- **Task prompt**
Please copy out word for word the lines starting with the one that contains "Your assignment: locate the recessed" and continuing through the final line, both included.

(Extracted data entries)

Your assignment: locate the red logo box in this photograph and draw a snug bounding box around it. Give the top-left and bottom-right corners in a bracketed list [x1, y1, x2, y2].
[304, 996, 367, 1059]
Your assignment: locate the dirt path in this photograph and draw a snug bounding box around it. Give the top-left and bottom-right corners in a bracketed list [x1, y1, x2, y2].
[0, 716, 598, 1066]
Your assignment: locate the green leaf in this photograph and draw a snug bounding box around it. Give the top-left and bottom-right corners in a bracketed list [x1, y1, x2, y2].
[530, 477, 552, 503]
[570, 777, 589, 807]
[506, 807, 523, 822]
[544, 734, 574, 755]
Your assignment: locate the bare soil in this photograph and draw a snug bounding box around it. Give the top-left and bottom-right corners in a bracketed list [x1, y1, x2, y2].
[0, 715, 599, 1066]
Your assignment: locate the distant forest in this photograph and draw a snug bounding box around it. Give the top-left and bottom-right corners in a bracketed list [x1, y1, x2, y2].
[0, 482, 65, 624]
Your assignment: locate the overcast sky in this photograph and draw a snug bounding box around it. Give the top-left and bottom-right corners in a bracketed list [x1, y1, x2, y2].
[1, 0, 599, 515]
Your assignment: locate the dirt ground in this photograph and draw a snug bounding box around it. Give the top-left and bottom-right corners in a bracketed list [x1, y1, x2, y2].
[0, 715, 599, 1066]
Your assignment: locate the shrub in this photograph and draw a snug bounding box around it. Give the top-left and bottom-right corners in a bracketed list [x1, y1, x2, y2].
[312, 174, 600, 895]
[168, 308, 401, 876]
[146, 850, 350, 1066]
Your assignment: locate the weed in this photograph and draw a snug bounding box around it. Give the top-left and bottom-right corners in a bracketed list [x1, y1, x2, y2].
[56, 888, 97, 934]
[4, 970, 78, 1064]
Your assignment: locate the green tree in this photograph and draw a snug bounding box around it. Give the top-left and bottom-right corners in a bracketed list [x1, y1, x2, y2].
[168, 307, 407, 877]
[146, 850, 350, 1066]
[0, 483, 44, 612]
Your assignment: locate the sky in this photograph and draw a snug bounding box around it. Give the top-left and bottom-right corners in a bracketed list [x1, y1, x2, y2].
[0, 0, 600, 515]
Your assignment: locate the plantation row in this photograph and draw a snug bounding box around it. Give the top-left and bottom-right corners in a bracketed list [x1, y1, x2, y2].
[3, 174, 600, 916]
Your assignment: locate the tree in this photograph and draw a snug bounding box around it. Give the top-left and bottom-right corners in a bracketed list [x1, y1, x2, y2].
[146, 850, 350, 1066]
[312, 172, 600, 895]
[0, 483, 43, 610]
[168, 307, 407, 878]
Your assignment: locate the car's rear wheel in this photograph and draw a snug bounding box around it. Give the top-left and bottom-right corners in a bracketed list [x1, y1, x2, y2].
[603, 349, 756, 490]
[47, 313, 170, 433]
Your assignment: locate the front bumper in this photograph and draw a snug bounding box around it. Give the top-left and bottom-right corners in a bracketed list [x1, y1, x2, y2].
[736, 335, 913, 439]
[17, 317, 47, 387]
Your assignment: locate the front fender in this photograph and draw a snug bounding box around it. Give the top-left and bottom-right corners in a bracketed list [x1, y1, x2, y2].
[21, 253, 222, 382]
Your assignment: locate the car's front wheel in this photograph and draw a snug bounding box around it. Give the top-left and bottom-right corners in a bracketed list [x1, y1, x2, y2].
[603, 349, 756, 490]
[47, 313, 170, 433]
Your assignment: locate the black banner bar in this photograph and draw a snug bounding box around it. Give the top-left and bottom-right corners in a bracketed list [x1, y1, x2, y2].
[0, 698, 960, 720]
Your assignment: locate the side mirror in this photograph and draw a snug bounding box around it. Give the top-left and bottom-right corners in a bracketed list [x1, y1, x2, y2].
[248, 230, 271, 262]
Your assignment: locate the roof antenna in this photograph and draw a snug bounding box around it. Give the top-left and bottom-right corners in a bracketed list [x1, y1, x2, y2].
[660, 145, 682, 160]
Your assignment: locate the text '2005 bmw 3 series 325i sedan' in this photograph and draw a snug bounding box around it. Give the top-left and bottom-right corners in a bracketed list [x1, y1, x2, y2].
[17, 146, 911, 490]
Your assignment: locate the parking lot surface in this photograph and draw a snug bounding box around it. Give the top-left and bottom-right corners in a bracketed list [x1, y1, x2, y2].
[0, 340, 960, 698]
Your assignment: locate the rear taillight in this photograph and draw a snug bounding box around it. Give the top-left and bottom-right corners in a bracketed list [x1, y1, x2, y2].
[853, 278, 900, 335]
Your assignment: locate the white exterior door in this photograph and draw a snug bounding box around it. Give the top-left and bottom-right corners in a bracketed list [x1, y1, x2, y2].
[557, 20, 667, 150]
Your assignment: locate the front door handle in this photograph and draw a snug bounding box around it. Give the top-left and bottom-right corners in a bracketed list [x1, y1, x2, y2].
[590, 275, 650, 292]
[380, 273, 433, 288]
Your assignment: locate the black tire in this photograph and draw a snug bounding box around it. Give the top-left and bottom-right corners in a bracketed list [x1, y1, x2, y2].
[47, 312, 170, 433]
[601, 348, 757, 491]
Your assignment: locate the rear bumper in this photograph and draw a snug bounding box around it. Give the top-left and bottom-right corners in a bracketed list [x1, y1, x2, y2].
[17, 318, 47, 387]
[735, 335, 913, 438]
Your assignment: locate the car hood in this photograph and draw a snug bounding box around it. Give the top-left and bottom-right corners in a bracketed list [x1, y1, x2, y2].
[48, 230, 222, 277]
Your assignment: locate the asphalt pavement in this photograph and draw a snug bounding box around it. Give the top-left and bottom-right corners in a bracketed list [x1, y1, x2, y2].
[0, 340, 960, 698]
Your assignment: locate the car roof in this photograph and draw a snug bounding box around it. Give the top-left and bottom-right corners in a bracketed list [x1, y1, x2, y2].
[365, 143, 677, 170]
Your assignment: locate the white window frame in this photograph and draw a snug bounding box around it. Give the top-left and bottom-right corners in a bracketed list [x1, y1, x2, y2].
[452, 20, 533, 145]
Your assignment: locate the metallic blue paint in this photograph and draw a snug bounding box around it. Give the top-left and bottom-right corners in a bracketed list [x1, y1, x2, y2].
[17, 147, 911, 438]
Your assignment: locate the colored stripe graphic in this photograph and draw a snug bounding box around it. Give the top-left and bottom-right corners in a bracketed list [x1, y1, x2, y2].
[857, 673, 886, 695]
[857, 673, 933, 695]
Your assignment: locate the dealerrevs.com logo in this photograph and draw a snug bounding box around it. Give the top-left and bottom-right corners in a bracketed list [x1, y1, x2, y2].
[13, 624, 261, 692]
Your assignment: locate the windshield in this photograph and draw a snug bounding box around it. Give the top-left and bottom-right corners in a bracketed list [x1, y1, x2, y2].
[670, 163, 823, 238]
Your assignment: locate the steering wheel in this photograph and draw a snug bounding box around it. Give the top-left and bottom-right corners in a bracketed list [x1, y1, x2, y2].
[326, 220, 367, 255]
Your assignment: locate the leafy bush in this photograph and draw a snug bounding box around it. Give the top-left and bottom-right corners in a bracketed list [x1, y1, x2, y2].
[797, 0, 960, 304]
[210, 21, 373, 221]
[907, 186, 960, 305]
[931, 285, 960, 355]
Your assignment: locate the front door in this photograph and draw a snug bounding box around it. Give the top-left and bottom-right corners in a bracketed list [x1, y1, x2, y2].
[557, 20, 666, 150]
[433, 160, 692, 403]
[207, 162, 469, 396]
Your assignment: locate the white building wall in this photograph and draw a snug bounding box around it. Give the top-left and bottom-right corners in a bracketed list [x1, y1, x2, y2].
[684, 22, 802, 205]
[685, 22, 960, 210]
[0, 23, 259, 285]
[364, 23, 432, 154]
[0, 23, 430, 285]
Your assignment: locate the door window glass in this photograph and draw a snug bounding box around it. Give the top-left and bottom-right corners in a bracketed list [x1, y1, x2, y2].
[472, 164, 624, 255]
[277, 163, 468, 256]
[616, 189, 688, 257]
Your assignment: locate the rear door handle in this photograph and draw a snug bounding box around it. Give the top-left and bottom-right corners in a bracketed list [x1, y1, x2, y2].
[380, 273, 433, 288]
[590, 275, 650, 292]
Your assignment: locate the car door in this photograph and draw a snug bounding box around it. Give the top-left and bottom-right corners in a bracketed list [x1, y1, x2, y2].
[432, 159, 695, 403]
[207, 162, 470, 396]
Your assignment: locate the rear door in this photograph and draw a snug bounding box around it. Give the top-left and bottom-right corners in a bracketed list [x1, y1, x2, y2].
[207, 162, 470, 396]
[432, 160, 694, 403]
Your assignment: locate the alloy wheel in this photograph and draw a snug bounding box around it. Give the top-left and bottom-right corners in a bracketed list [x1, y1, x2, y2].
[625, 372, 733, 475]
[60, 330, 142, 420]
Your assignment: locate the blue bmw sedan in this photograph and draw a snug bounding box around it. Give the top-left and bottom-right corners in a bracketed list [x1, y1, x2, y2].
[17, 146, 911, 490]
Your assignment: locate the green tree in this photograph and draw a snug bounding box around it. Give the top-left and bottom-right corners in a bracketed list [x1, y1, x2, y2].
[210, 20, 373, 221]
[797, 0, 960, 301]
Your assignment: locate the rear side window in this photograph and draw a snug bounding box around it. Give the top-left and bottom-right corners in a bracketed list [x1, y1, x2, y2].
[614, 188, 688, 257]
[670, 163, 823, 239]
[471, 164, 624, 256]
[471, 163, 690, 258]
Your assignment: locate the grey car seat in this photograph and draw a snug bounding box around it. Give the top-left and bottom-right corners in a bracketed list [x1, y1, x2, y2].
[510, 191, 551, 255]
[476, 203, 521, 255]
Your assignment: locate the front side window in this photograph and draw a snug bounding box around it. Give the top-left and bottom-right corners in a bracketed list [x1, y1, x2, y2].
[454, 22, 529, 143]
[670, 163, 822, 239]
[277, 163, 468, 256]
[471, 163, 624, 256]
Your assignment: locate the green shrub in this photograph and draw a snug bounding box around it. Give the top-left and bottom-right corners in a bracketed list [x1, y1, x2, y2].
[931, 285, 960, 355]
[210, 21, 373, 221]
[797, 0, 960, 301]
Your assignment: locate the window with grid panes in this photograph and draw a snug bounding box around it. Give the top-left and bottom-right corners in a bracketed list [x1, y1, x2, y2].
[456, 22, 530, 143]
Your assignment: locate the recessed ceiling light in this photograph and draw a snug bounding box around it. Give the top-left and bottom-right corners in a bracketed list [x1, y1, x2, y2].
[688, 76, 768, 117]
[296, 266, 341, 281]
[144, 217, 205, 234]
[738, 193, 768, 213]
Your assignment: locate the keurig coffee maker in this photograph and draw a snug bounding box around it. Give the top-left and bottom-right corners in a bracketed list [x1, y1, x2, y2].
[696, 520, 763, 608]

- **Output for this exercise**
Your assignment: locate the recessed ceiling light in this photograph and draw a snug bounding box around it. Give the top-left and bottom-right corners in a bracketed list [x1, y1, x2, y2].
[688, 76, 768, 117]
[296, 266, 341, 281]
[144, 217, 205, 234]
[738, 193, 768, 213]
Your assignment: locate the keurig coffee maker in this photograph and draw a snug bounding box around it. Give the top-left and bottom-right corners in a bracketed list [x1, y1, x2, y2].
[696, 520, 763, 608]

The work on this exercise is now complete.